• **Given data**:
____________________
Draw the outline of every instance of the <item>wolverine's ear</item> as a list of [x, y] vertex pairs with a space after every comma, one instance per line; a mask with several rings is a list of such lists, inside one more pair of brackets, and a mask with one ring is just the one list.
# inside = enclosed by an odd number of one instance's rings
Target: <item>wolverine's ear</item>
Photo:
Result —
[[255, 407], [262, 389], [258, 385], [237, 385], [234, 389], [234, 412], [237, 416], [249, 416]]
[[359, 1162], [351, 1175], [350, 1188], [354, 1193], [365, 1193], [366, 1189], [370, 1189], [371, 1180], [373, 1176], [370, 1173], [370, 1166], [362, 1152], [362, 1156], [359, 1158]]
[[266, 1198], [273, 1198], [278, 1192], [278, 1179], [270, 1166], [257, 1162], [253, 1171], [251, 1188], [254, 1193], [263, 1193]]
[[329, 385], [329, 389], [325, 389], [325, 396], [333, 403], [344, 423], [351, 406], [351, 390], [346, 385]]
____________________
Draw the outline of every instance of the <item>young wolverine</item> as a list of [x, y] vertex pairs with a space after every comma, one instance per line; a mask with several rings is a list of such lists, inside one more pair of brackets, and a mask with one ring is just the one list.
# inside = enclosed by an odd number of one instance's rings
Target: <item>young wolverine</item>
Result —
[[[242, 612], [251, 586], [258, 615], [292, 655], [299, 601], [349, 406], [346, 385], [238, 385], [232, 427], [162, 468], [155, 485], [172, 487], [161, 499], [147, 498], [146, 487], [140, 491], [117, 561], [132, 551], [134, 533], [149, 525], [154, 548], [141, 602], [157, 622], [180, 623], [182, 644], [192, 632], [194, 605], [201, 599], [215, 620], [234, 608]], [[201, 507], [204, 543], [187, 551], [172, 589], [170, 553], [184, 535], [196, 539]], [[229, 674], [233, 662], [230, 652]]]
____________________
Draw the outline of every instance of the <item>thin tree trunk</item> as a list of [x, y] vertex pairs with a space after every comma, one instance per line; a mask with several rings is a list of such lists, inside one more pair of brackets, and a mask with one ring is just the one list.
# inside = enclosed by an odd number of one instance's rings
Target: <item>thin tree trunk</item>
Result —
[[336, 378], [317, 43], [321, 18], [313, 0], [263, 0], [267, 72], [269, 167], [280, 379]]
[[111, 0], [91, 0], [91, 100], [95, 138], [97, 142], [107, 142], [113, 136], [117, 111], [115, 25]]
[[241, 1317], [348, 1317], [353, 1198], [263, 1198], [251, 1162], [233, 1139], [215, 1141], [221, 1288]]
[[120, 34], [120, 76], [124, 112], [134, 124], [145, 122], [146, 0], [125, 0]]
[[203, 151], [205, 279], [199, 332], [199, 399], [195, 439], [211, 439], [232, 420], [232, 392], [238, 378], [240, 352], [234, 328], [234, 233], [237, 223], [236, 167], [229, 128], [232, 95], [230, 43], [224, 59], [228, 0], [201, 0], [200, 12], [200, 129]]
____________________
• **What you have to do**:
Rewrite the lines above between the lines holding "Draw the outline of every instance of the <item>young" and "662], [230, 652]]]", inclusive, keeping the requests as they are but shifting every vertex coordinate in the answers by -51.

• **Solution for this exercise**:
Draw the outline of every instance of the <item>young wolverine</item> as a list of [x, y] vertex pairs with a space after every comma, one instance per line; a mask with several rings is a list of such lists, inside one more pair of brackets, and a mask with one ring is just the one list.
# inside = enclosed by an odd number of one instance's rings
Target: <item>young wolverine</item>
Result —
[[[191, 561], [200, 535], [207, 564], [241, 604], [248, 550], [298, 355], [295, 334], [187, 334], [181, 376], [111, 417], [104, 434], [121, 436], [110, 448], [96, 447], [95, 436], [89, 440], [66, 510], [81, 500], [83, 482], [98, 474], [103, 497], [90, 551], [106, 571], [129, 572], [131, 593], [141, 581], [143, 554], [150, 548], [164, 569], [183, 557]], [[150, 456], [153, 492], [136, 500], [121, 538], [119, 502], [133, 484], [145, 488]], [[178, 623], [182, 611], [179, 601]]]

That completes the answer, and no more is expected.